[HOW TO COMPLETE THIS TASK] From the entries below, reproduce exactly the line containing "Target: cabinet door", the line containing "column 392, row 244", and every line in between, with nothing added.

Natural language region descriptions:

━━━

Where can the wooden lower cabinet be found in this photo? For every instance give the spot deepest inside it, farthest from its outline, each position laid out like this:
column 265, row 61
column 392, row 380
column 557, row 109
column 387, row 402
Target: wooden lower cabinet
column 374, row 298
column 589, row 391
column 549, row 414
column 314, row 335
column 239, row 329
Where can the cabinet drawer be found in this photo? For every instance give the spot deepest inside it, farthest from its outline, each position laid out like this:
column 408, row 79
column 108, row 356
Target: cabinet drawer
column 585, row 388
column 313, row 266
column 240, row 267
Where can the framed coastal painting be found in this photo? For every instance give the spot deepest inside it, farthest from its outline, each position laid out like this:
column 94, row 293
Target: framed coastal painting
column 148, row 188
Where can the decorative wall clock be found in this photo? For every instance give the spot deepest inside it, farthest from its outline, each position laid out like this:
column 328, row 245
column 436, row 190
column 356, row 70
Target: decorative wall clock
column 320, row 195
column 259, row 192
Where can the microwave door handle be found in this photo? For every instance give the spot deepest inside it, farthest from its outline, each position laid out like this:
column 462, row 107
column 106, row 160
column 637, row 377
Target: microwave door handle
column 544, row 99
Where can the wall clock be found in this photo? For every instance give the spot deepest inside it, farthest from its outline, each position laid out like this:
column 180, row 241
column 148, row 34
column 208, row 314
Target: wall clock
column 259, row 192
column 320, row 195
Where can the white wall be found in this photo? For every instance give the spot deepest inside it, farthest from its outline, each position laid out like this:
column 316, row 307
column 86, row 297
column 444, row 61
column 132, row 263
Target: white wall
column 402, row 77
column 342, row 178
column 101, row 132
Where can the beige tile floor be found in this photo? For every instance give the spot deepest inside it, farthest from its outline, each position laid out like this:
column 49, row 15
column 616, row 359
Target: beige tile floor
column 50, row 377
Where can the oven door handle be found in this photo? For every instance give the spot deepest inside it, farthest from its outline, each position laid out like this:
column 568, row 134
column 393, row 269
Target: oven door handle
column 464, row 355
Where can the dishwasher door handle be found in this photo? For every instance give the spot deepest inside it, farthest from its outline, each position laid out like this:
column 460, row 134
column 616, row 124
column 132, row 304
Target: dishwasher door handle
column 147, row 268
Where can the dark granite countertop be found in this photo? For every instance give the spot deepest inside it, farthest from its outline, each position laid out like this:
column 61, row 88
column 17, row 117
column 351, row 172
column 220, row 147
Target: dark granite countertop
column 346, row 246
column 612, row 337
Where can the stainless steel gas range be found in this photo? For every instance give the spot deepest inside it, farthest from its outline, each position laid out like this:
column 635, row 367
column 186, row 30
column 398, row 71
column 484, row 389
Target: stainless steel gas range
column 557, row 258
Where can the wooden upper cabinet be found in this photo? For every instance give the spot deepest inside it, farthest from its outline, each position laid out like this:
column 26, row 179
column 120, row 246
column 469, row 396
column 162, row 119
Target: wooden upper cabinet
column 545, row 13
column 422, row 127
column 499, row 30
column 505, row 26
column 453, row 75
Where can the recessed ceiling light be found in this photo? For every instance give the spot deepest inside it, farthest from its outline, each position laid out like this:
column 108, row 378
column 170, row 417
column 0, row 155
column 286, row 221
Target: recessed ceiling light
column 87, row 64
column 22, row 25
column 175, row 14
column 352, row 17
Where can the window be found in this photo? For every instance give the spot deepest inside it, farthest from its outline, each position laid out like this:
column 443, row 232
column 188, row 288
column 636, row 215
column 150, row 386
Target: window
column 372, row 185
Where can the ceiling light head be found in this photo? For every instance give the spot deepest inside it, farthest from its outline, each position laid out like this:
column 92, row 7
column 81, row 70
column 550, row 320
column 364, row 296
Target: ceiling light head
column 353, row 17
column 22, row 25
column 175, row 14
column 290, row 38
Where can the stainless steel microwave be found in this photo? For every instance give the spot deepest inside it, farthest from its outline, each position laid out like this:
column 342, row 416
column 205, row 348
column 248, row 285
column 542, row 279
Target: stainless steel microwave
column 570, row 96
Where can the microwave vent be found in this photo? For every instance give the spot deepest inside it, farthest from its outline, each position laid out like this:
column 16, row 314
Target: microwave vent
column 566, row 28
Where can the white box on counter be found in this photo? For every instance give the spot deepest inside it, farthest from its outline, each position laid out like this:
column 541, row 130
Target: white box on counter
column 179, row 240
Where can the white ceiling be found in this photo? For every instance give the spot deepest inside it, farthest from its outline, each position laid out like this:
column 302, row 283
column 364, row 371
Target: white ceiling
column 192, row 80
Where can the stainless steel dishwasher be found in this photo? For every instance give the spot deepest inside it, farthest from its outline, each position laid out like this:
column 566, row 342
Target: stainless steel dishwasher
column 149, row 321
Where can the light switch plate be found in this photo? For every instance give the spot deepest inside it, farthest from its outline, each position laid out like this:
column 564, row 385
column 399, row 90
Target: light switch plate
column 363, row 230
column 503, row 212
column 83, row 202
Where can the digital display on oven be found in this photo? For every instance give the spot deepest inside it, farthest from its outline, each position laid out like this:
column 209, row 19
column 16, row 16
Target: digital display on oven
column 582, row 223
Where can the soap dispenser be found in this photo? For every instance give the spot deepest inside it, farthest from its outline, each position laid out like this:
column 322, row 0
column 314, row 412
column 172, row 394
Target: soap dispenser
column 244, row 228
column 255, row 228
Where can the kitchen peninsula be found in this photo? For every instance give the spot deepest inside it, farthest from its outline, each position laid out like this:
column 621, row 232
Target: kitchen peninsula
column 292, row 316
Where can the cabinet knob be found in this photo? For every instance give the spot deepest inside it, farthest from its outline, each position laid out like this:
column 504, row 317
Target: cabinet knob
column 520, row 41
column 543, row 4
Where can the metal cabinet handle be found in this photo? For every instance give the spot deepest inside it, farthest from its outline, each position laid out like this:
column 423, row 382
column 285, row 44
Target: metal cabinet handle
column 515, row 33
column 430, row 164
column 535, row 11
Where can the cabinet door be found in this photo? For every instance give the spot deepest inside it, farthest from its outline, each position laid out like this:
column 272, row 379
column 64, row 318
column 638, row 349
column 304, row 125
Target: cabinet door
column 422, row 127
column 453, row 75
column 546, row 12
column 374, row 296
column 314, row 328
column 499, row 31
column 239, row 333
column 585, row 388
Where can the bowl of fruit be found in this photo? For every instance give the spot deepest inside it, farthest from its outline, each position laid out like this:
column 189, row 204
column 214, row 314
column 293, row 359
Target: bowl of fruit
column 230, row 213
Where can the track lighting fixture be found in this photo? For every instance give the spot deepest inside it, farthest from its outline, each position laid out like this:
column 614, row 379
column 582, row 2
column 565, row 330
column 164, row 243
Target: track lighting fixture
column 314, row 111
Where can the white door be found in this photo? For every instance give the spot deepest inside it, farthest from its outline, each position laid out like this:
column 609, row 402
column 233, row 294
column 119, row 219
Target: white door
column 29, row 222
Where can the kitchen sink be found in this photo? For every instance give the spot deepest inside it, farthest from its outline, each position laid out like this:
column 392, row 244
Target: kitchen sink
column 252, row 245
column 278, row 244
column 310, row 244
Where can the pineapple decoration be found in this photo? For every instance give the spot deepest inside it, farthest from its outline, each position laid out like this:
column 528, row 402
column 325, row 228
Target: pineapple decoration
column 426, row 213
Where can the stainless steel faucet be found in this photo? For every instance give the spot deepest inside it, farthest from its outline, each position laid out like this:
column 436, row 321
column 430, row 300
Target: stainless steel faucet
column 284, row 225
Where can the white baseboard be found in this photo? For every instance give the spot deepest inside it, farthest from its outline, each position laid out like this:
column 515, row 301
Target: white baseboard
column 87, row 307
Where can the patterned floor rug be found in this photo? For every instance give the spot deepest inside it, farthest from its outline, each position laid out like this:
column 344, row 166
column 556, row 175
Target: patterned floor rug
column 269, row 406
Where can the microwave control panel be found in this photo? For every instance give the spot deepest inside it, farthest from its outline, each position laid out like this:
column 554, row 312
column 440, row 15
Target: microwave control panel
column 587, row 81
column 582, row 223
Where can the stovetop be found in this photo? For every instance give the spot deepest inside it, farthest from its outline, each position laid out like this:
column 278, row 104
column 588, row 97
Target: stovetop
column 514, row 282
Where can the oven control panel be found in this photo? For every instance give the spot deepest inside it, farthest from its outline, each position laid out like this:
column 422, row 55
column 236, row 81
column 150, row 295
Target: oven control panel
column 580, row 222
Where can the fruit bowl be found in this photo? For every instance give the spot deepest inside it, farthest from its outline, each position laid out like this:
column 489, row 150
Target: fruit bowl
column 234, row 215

━━━

[YOUR RESPONSE]
Target: cabinet door
column 422, row 127
column 453, row 75
column 546, row 12
column 374, row 296
column 314, row 328
column 499, row 31
column 239, row 333
column 585, row 388
Where can the bowl of fruit be found in this photo? For every instance give the spot deepest inside it, farthest from its outline, each position laid out like this:
column 189, row 204
column 214, row 314
column 293, row 359
Target: bowl of fruit
column 230, row 213
Where can the track lighting fixture be found in this photo? For every instance give the spot deepest inside it, farthest from its outline, each position laid out like this:
column 614, row 379
column 582, row 2
column 565, row 330
column 164, row 243
Target: track lighting fixture
column 314, row 111
Where can the white door be found in this photo? For every instance give the spot deepest inside it, farthest from its outline, each position laid out like this:
column 609, row 402
column 233, row 294
column 119, row 219
Target: white door
column 29, row 222
Where can the kitchen sink be found in this photo? For every instance give the spot deepest inside it, farthest from its outline, each position laid out like this:
column 392, row 244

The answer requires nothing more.